TASK DIRECTIONS
Write the data out again exactly, dropping any images it holds.

(Extracted data entries)

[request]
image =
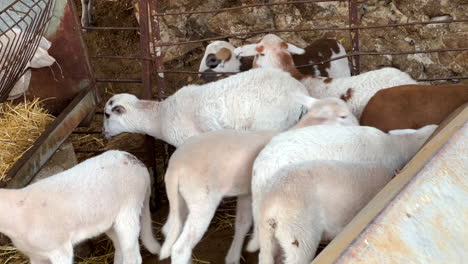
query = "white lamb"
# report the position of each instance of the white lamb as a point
(353, 144)
(218, 164)
(273, 52)
(259, 99)
(313, 201)
(107, 193)
(219, 57)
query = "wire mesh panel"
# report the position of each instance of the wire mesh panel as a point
(22, 24)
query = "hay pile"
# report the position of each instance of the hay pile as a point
(21, 125)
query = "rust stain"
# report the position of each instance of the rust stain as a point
(346, 96)
(390, 244)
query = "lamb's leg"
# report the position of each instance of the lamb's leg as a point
(243, 223)
(198, 220)
(115, 241)
(269, 246)
(254, 243)
(63, 255)
(127, 229)
(182, 213)
(90, 12)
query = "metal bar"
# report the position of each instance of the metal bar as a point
(243, 7)
(87, 132)
(159, 64)
(362, 53)
(442, 79)
(24, 170)
(102, 151)
(111, 28)
(128, 80)
(119, 57)
(147, 91)
(308, 29)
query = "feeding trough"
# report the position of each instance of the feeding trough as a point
(66, 89)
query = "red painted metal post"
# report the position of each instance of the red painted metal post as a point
(354, 35)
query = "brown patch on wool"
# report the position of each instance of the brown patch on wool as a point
(223, 54)
(346, 96)
(133, 160)
(318, 51)
(287, 64)
(284, 45)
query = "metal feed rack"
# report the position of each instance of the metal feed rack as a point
(71, 98)
(17, 48)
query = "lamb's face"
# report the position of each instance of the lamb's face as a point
(327, 111)
(333, 111)
(116, 114)
(270, 52)
(219, 57)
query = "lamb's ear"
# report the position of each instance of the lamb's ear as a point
(223, 54)
(402, 131)
(304, 100)
(118, 109)
(246, 50)
(294, 49)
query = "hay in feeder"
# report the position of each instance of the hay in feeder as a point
(21, 125)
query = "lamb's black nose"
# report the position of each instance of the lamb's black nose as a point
(212, 61)
(209, 77)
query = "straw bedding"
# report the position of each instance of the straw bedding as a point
(21, 124)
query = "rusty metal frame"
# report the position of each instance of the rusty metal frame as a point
(349, 242)
(353, 27)
(146, 25)
(76, 111)
(19, 48)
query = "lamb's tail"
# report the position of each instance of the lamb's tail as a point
(269, 246)
(173, 227)
(146, 233)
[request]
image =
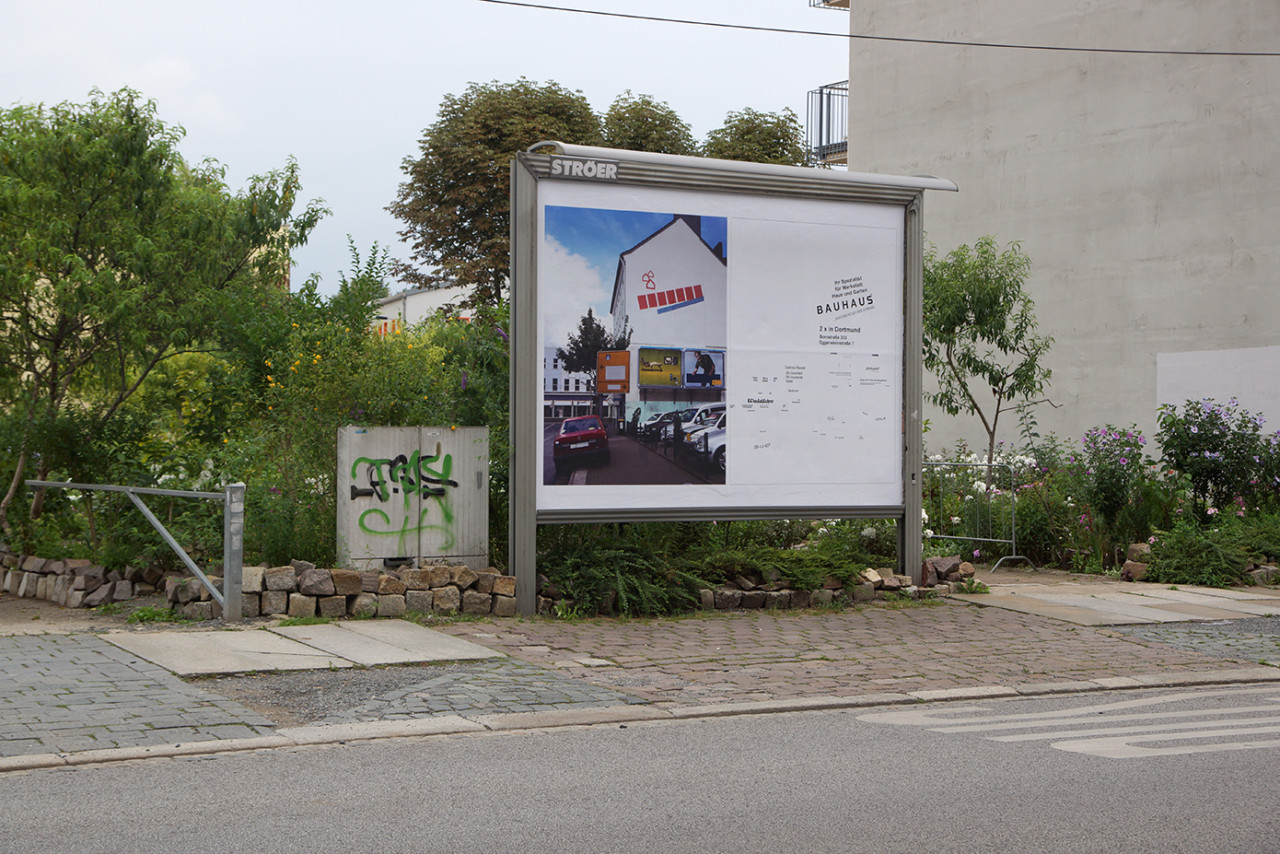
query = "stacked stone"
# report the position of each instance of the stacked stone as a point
(302, 589)
(73, 583)
(941, 572)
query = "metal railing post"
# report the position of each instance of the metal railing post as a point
(233, 549)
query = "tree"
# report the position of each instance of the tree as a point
(115, 255)
(640, 123)
(456, 200)
(579, 354)
(979, 333)
(760, 137)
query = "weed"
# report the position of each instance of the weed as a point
(305, 621)
(972, 585)
(151, 613)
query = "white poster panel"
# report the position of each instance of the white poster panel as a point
(801, 297)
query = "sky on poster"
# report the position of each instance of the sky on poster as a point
(347, 88)
(580, 256)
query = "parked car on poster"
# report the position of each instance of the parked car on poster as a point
(580, 439)
(695, 418)
(708, 443)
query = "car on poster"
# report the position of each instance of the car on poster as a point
(709, 443)
(580, 439)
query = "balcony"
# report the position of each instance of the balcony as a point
(827, 123)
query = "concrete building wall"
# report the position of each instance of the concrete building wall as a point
(1144, 188)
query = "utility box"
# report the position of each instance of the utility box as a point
(414, 493)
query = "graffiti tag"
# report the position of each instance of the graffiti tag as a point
(408, 476)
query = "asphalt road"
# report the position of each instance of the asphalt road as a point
(1185, 770)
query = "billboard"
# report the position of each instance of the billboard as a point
(804, 283)
(803, 296)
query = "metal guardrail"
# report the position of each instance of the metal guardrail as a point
(233, 534)
(977, 520)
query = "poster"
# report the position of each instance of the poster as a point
(766, 339)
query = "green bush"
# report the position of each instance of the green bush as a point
(1212, 555)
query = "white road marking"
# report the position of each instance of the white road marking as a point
(1116, 730)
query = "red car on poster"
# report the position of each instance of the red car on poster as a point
(580, 439)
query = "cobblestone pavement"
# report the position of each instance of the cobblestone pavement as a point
(1244, 640)
(766, 656)
(68, 693)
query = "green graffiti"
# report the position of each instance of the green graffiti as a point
(410, 476)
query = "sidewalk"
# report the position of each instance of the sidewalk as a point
(95, 695)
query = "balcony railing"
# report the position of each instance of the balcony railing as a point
(827, 123)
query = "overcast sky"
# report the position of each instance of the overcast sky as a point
(347, 88)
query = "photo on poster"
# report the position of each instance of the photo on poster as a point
(659, 366)
(654, 284)
(703, 368)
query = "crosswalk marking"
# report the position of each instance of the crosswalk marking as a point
(1128, 729)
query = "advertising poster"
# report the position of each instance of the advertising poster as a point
(704, 368)
(803, 297)
(659, 366)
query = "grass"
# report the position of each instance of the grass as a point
(305, 621)
(151, 613)
(972, 585)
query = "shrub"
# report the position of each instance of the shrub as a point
(1210, 555)
(1220, 450)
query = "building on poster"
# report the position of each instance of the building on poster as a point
(667, 296)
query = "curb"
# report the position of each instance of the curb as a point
(519, 721)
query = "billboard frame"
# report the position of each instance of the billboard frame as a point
(645, 169)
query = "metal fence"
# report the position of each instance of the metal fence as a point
(233, 534)
(973, 502)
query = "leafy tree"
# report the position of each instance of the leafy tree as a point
(579, 354)
(640, 123)
(115, 255)
(979, 333)
(760, 137)
(456, 200)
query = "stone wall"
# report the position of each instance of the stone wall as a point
(300, 589)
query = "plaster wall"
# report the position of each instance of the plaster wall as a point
(1146, 188)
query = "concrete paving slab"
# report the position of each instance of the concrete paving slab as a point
(336, 733)
(199, 653)
(1258, 606)
(1029, 603)
(1124, 606)
(410, 635)
(1128, 604)
(387, 642)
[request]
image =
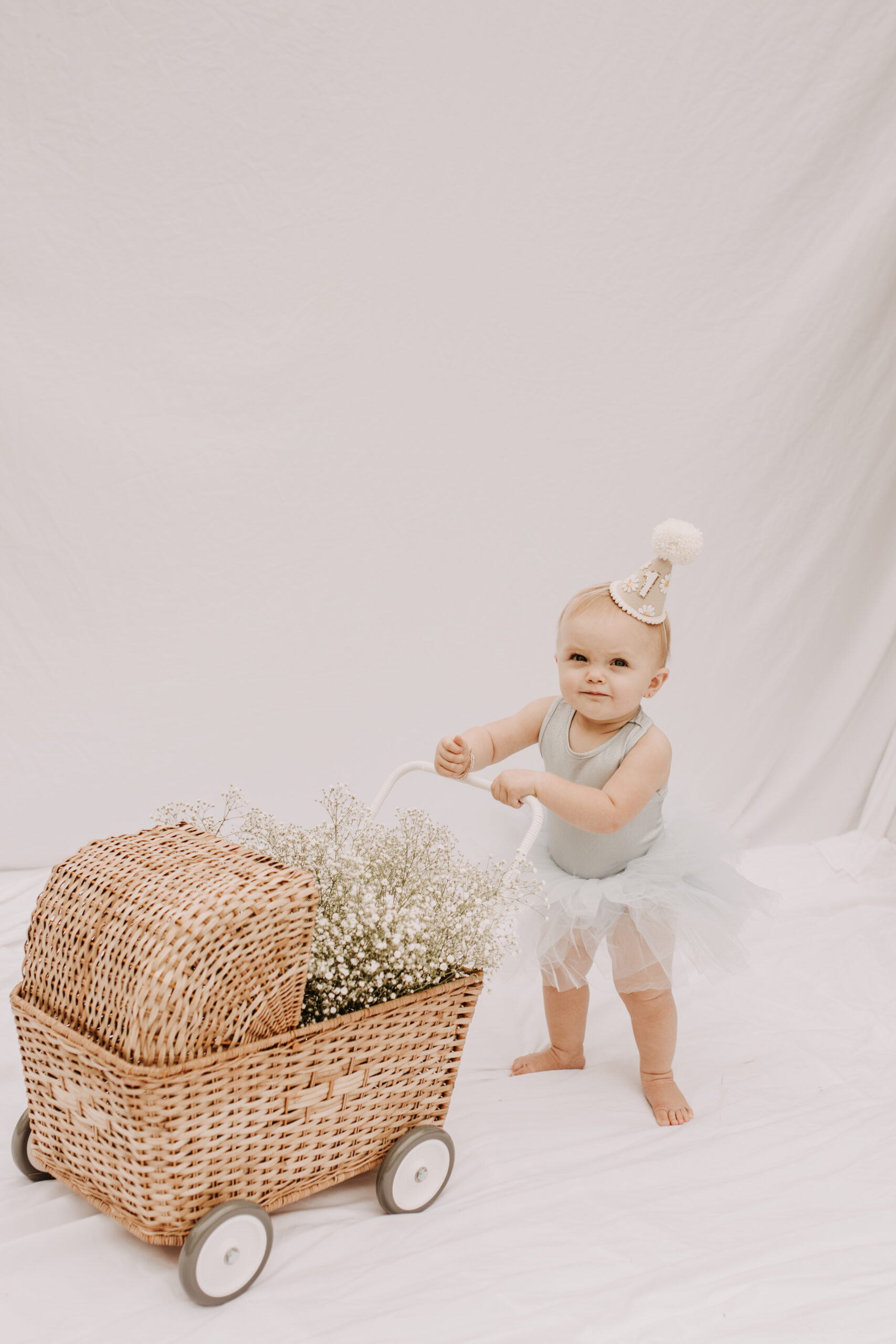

SOLUTION TO THIS PROBLEM
[request]
image =
query = "white lamb"
# report the position of each instance of the white lamb as a point
(353, 144)
(218, 164)
(273, 52)
(259, 99)
(313, 201)
(107, 193)
(219, 57)
query = "wire mesh panel"
# report the position of each instance of the wire mesh panel as a point
(22, 24)
query = "hay pile"
# report the position of each instance of the hay pile as a point
(21, 125)
query = "rust stain"
# report the position of each instance of the rust stain as a point
(346, 96)
(390, 244)
query = "lamb's leg"
# report the position of each instance of the lamb's leg as a point
(243, 223)
(198, 220)
(115, 241)
(269, 246)
(254, 243)
(63, 255)
(127, 229)
(182, 213)
(90, 12)
query = "metal bar"
# report the position of each instance of the metal bar as a point
(243, 7)
(87, 132)
(159, 64)
(362, 53)
(442, 79)
(24, 170)
(102, 151)
(111, 28)
(128, 80)
(119, 57)
(147, 91)
(308, 29)
query = "feeding trough"
# report the position of each instance of the feeding trough as a point
(66, 89)
query = "red painted metal post"
# report the position of each instance of the red painted metal post as a point
(354, 35)
query = "brown patch on wool"
# report the position of each instance of the brown patch on wool as a point
(223, 54)
(346, 96)
(133, 160)
(318, 51)
(287, 64)
(284, 45)
query = "metal feed rack"
# report the position of each instance of the metal feed rack as a point
(71, 98)
(17, 48)
query = "lamb's face"
# report the position of each instance of the lamb's face as a point
(327, 111)
(333, 111)
(116, 114)
(270, 52)
(219, 57)
query = "lamb's ear"
# report the position of each instance of the lamb's ear as a point
(223, 54)
(402, 131)
(304, 100)
(118, 109)
(246, 50)
(294, 49)
query = "hay in feeder"
# report the position of each instance of the hay in feeder as a point
(21, 125)
query = "lamb's black nose"
# report the position of each instance of the lamb's black nose as a point
(212, 61)
(209, 77)
query = "straw bedding"
# report the position of each instance of the straw bedding as a point
(21, 124)
query = "rusty metal frame"
# report the position of each instance of the rusty metal frame as a point
(349, 242)
(353, 27)
(146, 25)
(76, 111)
(19, 48)
query = "lamb's tail"
# report the position of each instance of the lamb's tail as a point
(269, 246)
(173, 227)
(146, 233)
[request]
image =
query = "stacked stone"
# report the position of each instance of the stacked stone as a point
(302, 589)
(73, 583)
(941, 572)
query = "metal railing post"
# report the position of each instance of the metal railing post as a point
(233, 549)
query = "tree"
# report the position of each instance of the tree as a point
(115, 255)
(640, 123)
(456, 200)
(579, 354)
(979, 333)
(760, 137)
query = "weed"
# report the position of each instance of the weed as a point
(305, 621)
(972, 585)
(151, 613)
query = "white poster panel"
# report the position of each instance of the white poster panel as a point
(801, 297)
query = "sky on poster"
# report the position of each instance of the sky on poster as a point
(347, 88)
(580, 256)
query = "parked car on poster"
# report the position of each instance of the parked car on poster as a point
(580, 439)
(695, 418)
(708, 443)
query = "car on poster"
# report the position of each instance of the car on poster as a point
(709, 443)
(580, 439)
query = "balcony"
# report the position of each instance of the balcony as a point
(827, 123)
query = "concrete building wall"
# report the position of each instance of the concrete building wall as a point
(1144, 188)
query = "utility box"
# report the position of each instance of the utility box as a point
(414, 493)
query = "graffiti tag"
# report the position of each instance of the graffiti tag as a point
(408, 476)
query = "asphalt road"
# report the position of each instance of the asphalt road as a point
(1185, 770)
query = "billboard"
# report the position of each instance of the billboard as a point
(804, 283)
(803, 296)
query = "metal guardrail"
# report the position of each instance of the metal guardrail as a point
(233, 534)
(977, 520)
query = "poster"
# report the position of each instance of the poster as a point
(766, 339)
query = "green bush"
# report the position of each instance of the green bush as a point
(1212, 555)
query = "white road marking"
# report the position of each instance of the white road marking as a point
(1116, 730)
query = "red car on poster"
# report the position of each instance of the red car on poster as a point
(580, 439)
query = "cobblestone pavement"
# report the position of each instance of the cobblestone pavement as a point
(1244, 640)
(766, 656)
(68, 693)
query = "green graffiti"
# report the position of each instance of the green graffiti as a point
(410, 476)
query = "sidewalk"
# report the position of each instance of the sidewalk as a point
(95, 695)
query = "balcony railing"
# report the position of each instance of the balcony railing as a point
(827, 123)
query = "overcast sky"
# report the position of each instance of the overcast sky as a point
(347, 88)
query = "photo on poster"
# report the position of each instance of the photo on poster as a point
(659, 366)
(654, 284)
(703, 368)
query = "crosswalk marking"
# report the position of each instance of the crosswalk marking as a point
(1128, 729)
query = "advertising poster"
# report the position of each instance of the advertising poster as a point
(704, 368)
(803, 297)
(659, 366)
query = "grass"
# report the position of each instance of the grass as a point
(305, 621)
(151, 613)
(972, 585)
query = "shrub"
# report the position of each instance of the shrub as a point
(1210, 555)
(1220, 450)
query = "building on poster"
# report the position of each instance of the building on poster as a point
(667, 296)
query = "curb"
# report the position of each instance of the curb as a point
(519, 721)
query = "billboard frame"
# report the position of each instance of the billboard frame as a point
(645, 169)
query = "metal fence"
# report the position of each instance of the metal fence as a point
(233, 534)
(973, 502)
query = "leafy tree"
# report the position of each instance of the leafy tree as a point
(579, 354)
(640, 123)
(115, 255)
(979, 333)
(760, 137)
(456, 200)
query = "stone wall"
# report the position of each instance of the stone wall as a point
(300, 589)
query = "plaster wall"
# report the position of each instance of the plaster wall as a point
(1146, 188)
query = "concrete paving slab"
# report the position of each instance of the concrete paving slab as a point
(336, 733)
(199, 653)
(1258, 606)
(1029, 603)
(1124, 606)
(410, 635)
(1128, 604)
(387, 642)
[request]
image =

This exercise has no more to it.